STATED GOAL A: From the excerpt on stack versus register virtual machines below, extract the part that opens with the words containing "7 instructions, 7" and closes with "homes (R2, R5)".
STATED GOAL B: Name every operation listed in the performance comparison table of the stack versus register VM excerpt below.
STATED GOAL C: In the stack versus register VM excerpt below, what maximum stack depth does the stack VM reach when computing result = (a * b) + (c * d)?

==== SELECTED EXCERPT ====

LOADI R3, c    ; R3 = c
MUL R4, R2, R3 ; R4 = (a+b) * c

Total: 5 instructions (same), but clearer semantics

Why Register-Based Wins for Learning:

Explicit Data Flow:
- Stack: “Where is the value? Top? Second from top?”
- Registers: “Value is in R2, explicitly named”
Easier to Debug:

Stack VM trace:         Register VM trace:
PUSH 10                 LOADI R0, 10
PUSH 20                 LOADI R1, 20
ADD                     ADD R2, R0, R1
  Stack: [30]            R0=10, R1=20, R2=30 ← Clear!

Matches Physical Hardware:
- CPUs have registers (x86: RAX, RBX, etc.)
- Understanding register-based VMs → easier to understand real CPUs
Optimization Opportunities:
- Register allocation is a well-studied problem
- Easier to implement JIT compilation
- Less stack manipulation overhead

Why EVM Chose Stack-Based?

Performance Comparison:

Operation	Stack VM	Register VM	Winner
Simple ADD	3 instructions (PUSH, PUSH, ADD)	3 instructions (LOADI, LOADI, ADD)	Tie
Complex expression	More stack juggling (DUP, SWAP)	Direct register access	Register
Function calls	Stack frame management	Explicit register save	Register
Debugging	Opaque stack state	Visible register state	Register

Real-World Example:

Expression: result = (a * b) + (c * d)

Stack VM (EVM):
PUSH a      ; [a]
PUSH b      ; [a, b]
MUL         ; [a*b]
PUSH c      ; [a*b, c]
PUSH d      ; [a*b, c, d]
MUL         ; [a*b, c*d]
ADD         ; [(a*b)+(c*d)]

7 instructions, max stack depth: 3

Register VM (Minichain):
LOADI R0, a          ; R0 = a
LOADI R1, b          ; R1 = b
MUL R2, R0, R1       ; R2 = a * b
LOADI R3, c          ; R3 = c
LOADI R4, d          ; R4 = d
MUL R5, R3, R4       ; R5 = c * d
ADD R6, R2, R5       ; R6 = R2 + R5

7 instructions, 7 registers used (R0-R6)

Both use same number of instructions, but register version:

Intermediate values (ab, cd) have explicit homes (R2, R5)
No stack depth tracking needed
Easier to parallelize (R2 and R5 independent)

Why 16 Registers?

Register Count	Trade-off
8 registers	Compact encoding (3 bits), but frequent spills to memory
16 registers	4-bit encoding (good fit in bytes), enough for most expressions
32 registers	More flexibility, but wastes encoding space

x86-64 has 16 general-purpose registers. We match that convention.

==== DATA SHOWN ====

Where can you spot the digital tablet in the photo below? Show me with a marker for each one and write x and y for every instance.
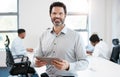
(48, 59)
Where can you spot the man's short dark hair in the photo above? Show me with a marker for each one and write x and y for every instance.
(94, 38)
(21, 31)
(57, 4)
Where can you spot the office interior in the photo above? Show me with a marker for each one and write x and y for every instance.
(103, 19)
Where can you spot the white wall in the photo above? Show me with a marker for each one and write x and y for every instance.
(116, 19)
(34, 17)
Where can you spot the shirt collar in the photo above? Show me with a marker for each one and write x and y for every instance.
(63, 31)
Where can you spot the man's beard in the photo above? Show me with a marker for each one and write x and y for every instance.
(57, 23)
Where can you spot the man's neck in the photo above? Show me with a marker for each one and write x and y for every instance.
(57, 29)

====

FINAL RESULT A:
7 instructions, 7 registers used (R0-R6)

Both use same number of instructions, but register version:

Intermediate values (ab, cd) have explicit homes (R2, R5)

FINAL RESULT B: Simple ADD, Complex expression, Function calls, Debugging

FINAL RESULT C: 3